> Task item
Everything from the line containing "of the green" to the close of the records below should be output exactly, line by line, with no other lines given.

----

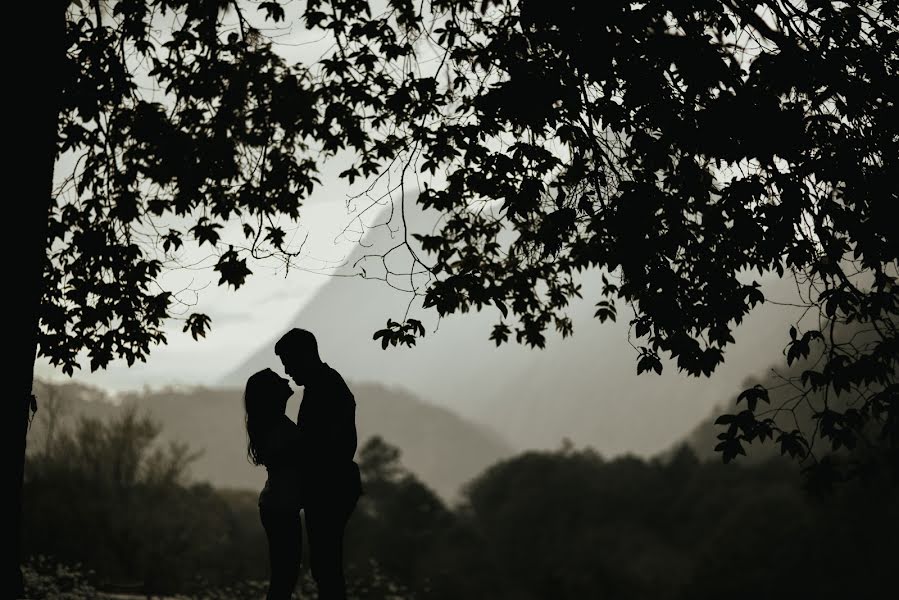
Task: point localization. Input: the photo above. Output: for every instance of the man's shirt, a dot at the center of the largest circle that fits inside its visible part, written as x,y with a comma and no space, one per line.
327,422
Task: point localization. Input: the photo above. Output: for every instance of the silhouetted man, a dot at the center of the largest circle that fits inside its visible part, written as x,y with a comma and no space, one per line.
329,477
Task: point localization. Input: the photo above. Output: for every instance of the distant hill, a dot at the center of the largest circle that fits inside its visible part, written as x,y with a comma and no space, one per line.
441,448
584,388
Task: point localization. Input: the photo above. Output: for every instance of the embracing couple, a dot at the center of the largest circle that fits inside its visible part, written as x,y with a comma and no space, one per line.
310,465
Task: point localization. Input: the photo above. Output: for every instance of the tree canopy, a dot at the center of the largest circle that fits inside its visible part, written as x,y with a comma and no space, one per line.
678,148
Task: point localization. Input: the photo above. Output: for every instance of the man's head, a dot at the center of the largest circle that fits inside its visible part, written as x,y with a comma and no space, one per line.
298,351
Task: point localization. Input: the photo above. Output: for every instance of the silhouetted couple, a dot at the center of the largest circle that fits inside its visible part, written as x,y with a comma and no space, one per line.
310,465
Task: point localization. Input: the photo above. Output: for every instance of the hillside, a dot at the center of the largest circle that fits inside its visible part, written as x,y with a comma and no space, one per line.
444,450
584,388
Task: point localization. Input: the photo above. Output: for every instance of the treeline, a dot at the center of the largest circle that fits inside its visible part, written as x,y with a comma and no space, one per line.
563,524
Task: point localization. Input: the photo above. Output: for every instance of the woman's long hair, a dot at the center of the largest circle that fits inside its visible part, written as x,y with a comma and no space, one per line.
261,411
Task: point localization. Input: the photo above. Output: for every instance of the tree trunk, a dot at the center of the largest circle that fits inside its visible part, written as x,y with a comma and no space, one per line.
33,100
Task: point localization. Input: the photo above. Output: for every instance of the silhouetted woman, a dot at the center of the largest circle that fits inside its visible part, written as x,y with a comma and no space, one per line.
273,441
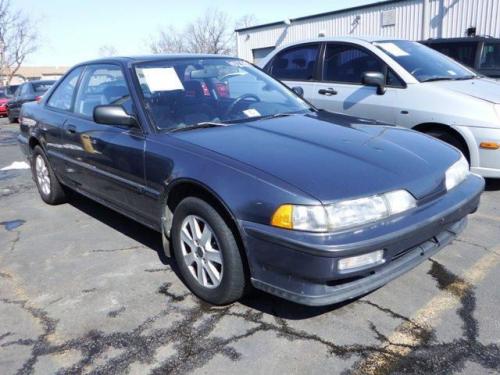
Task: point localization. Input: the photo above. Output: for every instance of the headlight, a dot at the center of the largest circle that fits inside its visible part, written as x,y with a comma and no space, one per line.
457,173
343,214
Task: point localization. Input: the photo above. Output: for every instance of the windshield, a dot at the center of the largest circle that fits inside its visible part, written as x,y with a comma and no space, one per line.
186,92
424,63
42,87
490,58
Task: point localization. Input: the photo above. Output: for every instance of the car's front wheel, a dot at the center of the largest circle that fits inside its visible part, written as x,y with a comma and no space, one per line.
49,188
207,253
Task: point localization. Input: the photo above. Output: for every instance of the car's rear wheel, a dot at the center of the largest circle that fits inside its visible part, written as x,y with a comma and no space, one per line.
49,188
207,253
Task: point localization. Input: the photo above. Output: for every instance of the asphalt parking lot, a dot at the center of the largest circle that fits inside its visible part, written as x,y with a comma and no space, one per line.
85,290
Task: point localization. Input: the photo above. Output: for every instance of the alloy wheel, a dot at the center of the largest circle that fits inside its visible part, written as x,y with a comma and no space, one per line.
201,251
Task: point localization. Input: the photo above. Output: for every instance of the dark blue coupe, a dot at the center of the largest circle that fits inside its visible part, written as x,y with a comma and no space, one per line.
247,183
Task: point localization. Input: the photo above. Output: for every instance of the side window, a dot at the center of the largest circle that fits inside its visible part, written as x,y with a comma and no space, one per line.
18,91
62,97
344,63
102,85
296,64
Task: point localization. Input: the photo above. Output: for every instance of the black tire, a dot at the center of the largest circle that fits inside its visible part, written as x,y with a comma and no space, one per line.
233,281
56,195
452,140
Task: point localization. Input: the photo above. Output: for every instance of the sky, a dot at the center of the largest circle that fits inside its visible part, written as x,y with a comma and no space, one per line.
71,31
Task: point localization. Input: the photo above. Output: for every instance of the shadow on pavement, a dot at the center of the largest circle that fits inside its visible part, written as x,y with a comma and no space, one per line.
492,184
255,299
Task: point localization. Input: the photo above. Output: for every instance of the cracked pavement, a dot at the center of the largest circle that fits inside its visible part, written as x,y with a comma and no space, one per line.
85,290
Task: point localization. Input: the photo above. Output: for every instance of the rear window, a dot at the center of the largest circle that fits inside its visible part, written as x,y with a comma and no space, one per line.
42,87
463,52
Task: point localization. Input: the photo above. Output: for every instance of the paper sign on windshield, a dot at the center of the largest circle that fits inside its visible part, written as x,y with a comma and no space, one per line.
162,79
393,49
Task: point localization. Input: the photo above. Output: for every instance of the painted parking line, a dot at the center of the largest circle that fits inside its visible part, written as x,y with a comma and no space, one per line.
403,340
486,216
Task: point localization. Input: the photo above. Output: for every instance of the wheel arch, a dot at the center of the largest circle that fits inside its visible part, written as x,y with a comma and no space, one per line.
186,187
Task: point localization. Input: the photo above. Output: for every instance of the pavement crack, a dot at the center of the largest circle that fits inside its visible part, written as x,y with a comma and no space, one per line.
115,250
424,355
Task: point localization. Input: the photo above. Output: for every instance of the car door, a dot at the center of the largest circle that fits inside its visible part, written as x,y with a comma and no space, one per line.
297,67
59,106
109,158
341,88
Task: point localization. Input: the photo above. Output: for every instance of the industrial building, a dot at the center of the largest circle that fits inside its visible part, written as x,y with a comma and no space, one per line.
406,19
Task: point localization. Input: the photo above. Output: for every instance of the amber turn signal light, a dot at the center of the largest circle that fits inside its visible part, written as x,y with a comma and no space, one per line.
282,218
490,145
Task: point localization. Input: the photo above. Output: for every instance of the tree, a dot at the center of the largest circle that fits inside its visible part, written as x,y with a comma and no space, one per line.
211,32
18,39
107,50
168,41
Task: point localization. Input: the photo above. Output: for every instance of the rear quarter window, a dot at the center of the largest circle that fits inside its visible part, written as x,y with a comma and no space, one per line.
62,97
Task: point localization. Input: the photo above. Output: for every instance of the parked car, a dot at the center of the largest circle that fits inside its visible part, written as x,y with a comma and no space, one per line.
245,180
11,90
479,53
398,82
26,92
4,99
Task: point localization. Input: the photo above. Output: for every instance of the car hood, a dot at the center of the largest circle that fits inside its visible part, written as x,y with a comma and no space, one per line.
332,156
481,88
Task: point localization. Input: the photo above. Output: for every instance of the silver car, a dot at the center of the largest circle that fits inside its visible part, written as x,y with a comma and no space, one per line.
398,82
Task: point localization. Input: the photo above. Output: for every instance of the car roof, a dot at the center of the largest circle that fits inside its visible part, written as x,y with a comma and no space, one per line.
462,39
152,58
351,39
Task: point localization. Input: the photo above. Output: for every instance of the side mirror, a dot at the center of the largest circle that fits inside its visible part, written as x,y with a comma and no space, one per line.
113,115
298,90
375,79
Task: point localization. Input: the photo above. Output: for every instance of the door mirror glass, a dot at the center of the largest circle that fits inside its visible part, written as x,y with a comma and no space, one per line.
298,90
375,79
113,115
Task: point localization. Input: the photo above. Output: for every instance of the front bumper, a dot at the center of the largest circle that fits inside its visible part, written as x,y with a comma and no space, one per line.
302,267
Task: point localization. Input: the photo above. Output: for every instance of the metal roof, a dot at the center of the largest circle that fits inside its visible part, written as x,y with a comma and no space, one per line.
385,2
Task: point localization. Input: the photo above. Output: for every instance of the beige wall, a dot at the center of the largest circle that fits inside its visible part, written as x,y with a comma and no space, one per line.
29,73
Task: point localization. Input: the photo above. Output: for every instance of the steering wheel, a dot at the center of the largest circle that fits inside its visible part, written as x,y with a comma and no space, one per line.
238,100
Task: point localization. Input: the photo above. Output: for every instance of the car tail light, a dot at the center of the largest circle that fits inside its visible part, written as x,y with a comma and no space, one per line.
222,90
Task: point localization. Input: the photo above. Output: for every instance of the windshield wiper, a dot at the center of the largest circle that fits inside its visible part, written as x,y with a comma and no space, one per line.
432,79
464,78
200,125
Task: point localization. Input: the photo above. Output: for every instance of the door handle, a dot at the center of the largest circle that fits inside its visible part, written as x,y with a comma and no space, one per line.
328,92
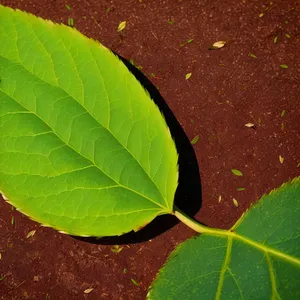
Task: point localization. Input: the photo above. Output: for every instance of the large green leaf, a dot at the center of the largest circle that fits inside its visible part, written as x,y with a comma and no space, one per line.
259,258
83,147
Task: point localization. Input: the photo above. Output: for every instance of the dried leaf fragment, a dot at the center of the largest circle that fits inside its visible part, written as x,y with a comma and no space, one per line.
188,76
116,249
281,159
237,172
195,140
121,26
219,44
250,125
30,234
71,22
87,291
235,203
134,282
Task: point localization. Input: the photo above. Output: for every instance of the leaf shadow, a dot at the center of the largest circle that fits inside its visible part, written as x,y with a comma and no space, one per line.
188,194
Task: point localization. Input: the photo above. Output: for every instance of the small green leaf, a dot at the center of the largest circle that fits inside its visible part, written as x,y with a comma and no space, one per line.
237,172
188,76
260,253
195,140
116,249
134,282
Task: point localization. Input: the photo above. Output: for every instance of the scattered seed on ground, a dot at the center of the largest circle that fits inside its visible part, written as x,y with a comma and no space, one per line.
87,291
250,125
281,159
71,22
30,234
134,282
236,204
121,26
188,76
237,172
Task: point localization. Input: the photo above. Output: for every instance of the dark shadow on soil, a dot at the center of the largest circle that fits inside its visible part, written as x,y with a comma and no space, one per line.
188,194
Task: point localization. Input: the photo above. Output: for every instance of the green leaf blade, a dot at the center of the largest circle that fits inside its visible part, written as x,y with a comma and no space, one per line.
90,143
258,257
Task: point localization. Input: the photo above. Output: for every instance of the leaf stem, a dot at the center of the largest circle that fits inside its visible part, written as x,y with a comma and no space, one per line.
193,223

----

> Completed exercise
Task: point localization. Input: the photo above. Output: for every instance of the green leaf blade, a dot at the center of the largest circle that fits inside its visible part, written as x,y with a comma and no space, one per line.
90,143
258,257
Task: point localization. Input: the photo above. Output: for every instance of the leaf stem, a dot at the center of the largest circle that fits inside its visible part, written as x,y with a comma and no space, one per line.
193,223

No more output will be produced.